◆ **Zielsetzung a**:
Schreiben Sie aus dem Textauszug eine Passage wortgetreu ab: Beginnen Sie bei den Worten „Was mich beschäftigt“ und hören Sie nach den Worten „die Beziehung gefährdet?“ auf.

◆ **Textauszug**:

⟨

Das liegt auch an der Offenheit des Textes, die ich als sehr bereichernd empfinde:
  • Es bleibt offen, welches Geschlecht das LI und das LD haben.
  • Es bleibt offen, ob es um eine Liebesbeziehung geht oder um eine Freundschaft oder um welche soziale Beziehung konkret.
  • Es geht um Worte und nicht um Tätlichkeiten. Das nimmt nichts davon weg, dass Worte sehr verletzend sein können, aber es geht nicht um körperliche Gewalt, nicht um Schläge etc. (was wiederum die geschlechtliche Offenheit des Textes steigert).
Worum geht es dann?
Aus der Erzählperspektive des LI, das nach einem verbalen Angriff merkt, dass dieser die Beziehung gefährdet, werden dessen Gedanken und inneren Konflikte, Befürchtungen, Selbstvorwürfe und schließlich in der letzten Strophe die Handlung des um Verzeihen-Bittens geschildert. Das LD, das dem verbalen Angriff ausgeliefert war und nun um Verzeihung gebeten wird, reagiert anders als vom LI gedacht und vermutlich befürchtet und nimmt der ganzen Situation die Schärfe und - so scheint es - überhaupt die Grundlage eines Verzeihens.

Was mich beschäftigt sind insbesondere zwei Fragekreise, die sich aus meiner Lesart des Textes ergeben:
  1. Ist die Einsicht des LI und sein Motiv des Um-Verzeihung-Bittens darin motiviert, dass es sein Verhalten selbst falsch findet oder darin, dass es die Beziehung gefährdet?

⟩

◆ **Aus einer Sammlung entnommene Daten**:
⟨

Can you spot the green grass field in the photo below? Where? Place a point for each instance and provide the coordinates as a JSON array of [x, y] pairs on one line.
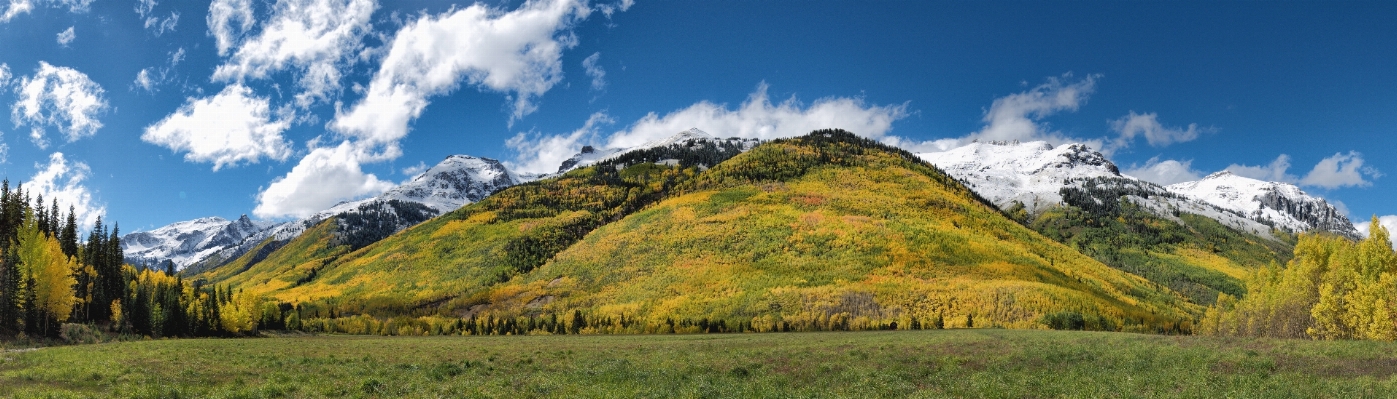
[[978, 363]]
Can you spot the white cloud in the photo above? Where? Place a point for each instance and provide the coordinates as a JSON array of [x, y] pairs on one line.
[[539, 154], [595, 71], [1273, 172], [228, 21], [59, 96], [144, 7], [757, 117], [1164, 172], [1389, 223], [151, 78], [161, 25], [414, 170], [14, 9], [1340, 170], [62, 179], [145, 80], [1334, 172], [176, 57], [157, 24], [67, 36], [517, 53], [229, 129], [1019, 117], [1147, 124], [315, 36], [323, 179], [17, 7], [615, 7]]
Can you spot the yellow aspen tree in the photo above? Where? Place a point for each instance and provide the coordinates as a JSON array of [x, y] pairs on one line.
[[44, 261]]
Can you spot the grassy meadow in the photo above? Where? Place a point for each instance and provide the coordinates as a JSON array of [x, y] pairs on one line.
[[979, 363]]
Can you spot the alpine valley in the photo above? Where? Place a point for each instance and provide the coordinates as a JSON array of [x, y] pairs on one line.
[[827, 230]]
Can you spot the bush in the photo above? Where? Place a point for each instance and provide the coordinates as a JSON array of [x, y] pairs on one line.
[[73, 332]]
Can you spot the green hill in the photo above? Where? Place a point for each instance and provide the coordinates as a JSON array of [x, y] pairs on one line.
[[822, 232]]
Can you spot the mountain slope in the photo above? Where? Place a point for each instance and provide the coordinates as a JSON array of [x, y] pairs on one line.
[[823, 232], [827, 230], [454, 182], [185, 243], [1077, 197], [482, 243], [1031, 173], [1280, 204]]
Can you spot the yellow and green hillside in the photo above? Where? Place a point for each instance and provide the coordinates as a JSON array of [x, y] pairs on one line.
[[823, 232]]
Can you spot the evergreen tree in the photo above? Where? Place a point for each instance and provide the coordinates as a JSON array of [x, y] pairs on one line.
[[69, 237], [11, 296]]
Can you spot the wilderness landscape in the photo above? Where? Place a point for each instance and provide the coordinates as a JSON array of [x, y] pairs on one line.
[[328, 198]]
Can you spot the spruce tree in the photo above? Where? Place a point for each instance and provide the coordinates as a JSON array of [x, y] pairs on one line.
[[69, 237]]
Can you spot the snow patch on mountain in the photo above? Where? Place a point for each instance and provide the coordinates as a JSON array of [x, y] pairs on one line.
[[450, 184], [1280, 204], [1034, 173], [187, 242], [1031, 172]]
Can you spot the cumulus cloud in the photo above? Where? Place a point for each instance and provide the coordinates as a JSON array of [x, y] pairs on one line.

⟩

◆ **Zielsetzung b**:
Geben Sie die Zeilen der Einträge ab der Zeile mit „Can you spot the wilderness“ bis zum Ende der Einträge, beide Enden eingeschlossen, als Markdown-Tabelle aus. Die Spalte „Position“ enthält die Zeilennummer, die Spalte „Inhalt“ die Zeile selbst; Leerzeilen werden ausgelassen.

◆ **Lösung a**:
Was mich beschäftigt sind insbesondere zwei Fragekreise, die sich aus meiner Lesart des Textes ergeben:
  1. Ist die Einsicht des LI und sein Motiv des Um-Verzeihung-Bittens darin motiviert, dass es sein Verhalten selbst falsch findet oder darin, dass es die Beziehung gefährdet?

◆ **Lösung b**:
| Position | Inhalt |
|---|---|
| 1 | Can you spot the wilderness landscape in the photo above? Where? Place a point for each instance and provide the coordinates as a JSON array of [x, y] pairs on one line. |
| 2 | [[328, 198]] |
| 3 | Can you spot the spruce tree in the photo above? Where? Place a point for each instance and provide the coordinates as a JSON array of [x, y] pairs on one line. |
| 4 | [[69, 237]] |
| 5 | Can you spot the snow patch on mountain in the photo above? Where? Place a point for each instance and provide the coordinates as a JSON array of [x, y] pairs on one line. |
| 6 | [[450, 184], [1280, 204], [1034, 173], [187, 242], [1031, 172]] |
| 7 | Can you spot the cumulus cloud in the photo above? Where? Place a point for each instance and provide the coordinates as a JSON array of [x, y] pairs on one line. |